◆ **Required actions**
1. According to the passage on synthetic cannabis, when did synthetic cannabis first go on sale?
2. Extract the portion of the passage on synthetic cannabis from "The legalization of" to "a separate matter.".

The legalization of marijuana, a consideration currently being studied by a group of state senators, is a topic that consistently garners plenty of attention. But synthetic marijuana, an altogether different substance, is a separate matter.

Synthetic cannabis – or what is technically synthetic cannabinoid receptor agonists – are ‘designer drugs’ which mimic the effect of marijuana sprayed onto a herbal-base material. Synthetic cannabis is commonly known as K2 and Spice, but have a myriad of brand names such as Ivory, Ocean Snow, Black Mamba, Purple Haze, Bliss, and Bombay Blue, to name just a few. It is much more powerful than marijuana and highly dangerous.

Synthetic cannabis first went on sale in the early 2000s. You can buy it in a convenience store or on the internet. It’s cleverly sold as incense and not for human consumption. It’s comprised of a “cocktail” of various chemicals sprayed on plants and more than likely mixed and packaged overseas, mainly from China. It isn’t regulated and there isn’t a standard recipe so the intensity of doses can vary. Some of these chemicals are brand new. Nobody knows what they really are and what effects they can have on the brain. Synthetic cannabis also does not produce positive results in drug tests for cannabis, although it’s possible to detect in urine samples. Surely it’s an easy way to buy weed without the hassle. It’s a no brainer right? Wrong.

The most common side effects of this “high” are rapid heartbeat, elevated blood pressure, agitation, drowsiness, vomiting, hallucinations and nausea. Recent studies show that “synthetic cannabis may precipitate psychosis and in some cases it may be prolonged. Some studies suggest that synthetic cannabinoid intoxication is associated with acute psychosis, worsening of previously stable psychotic disorders, and it may trigger a chronic disorder.”

◆ **Stored data**
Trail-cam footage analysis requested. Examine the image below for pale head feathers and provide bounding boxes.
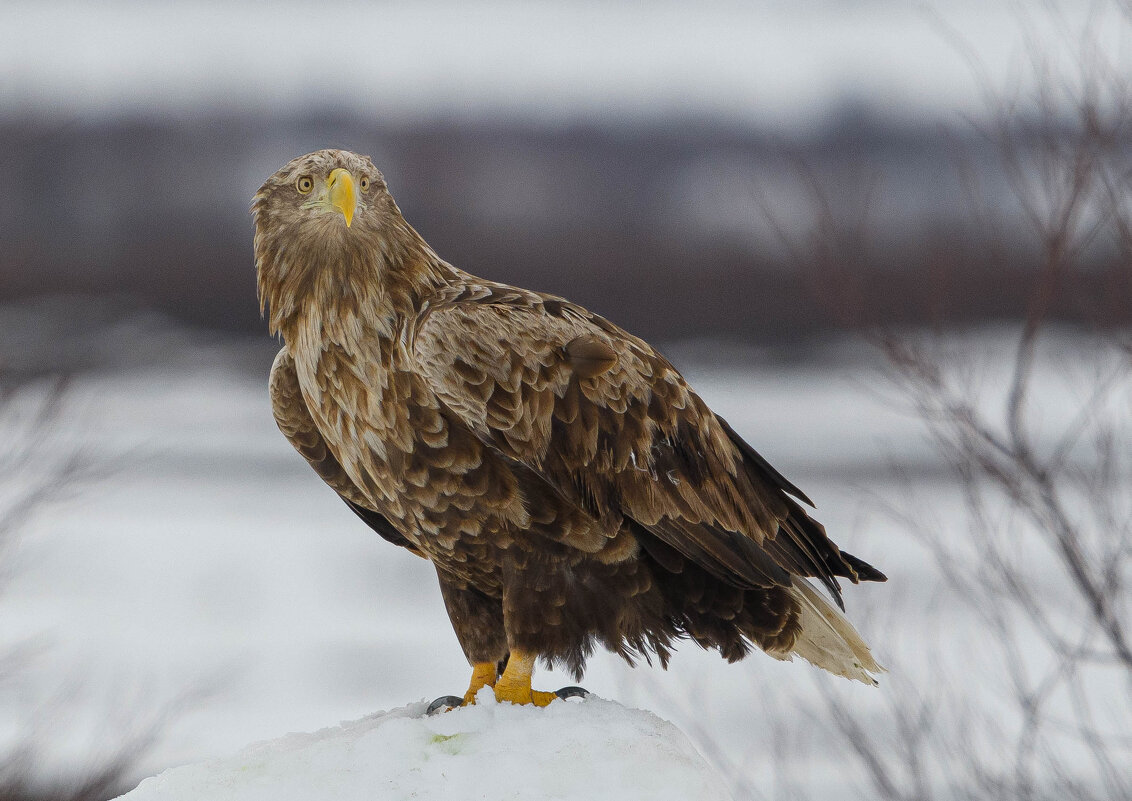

◆ **Exercise results**
1. In the early 2000s.

2.
The legalization of marijuana, a consideration currently being studied by a group of state senators, is a topic that consistently garners plenty of attention. But synthetic marijuana, an altogether different substance, is a separate matter.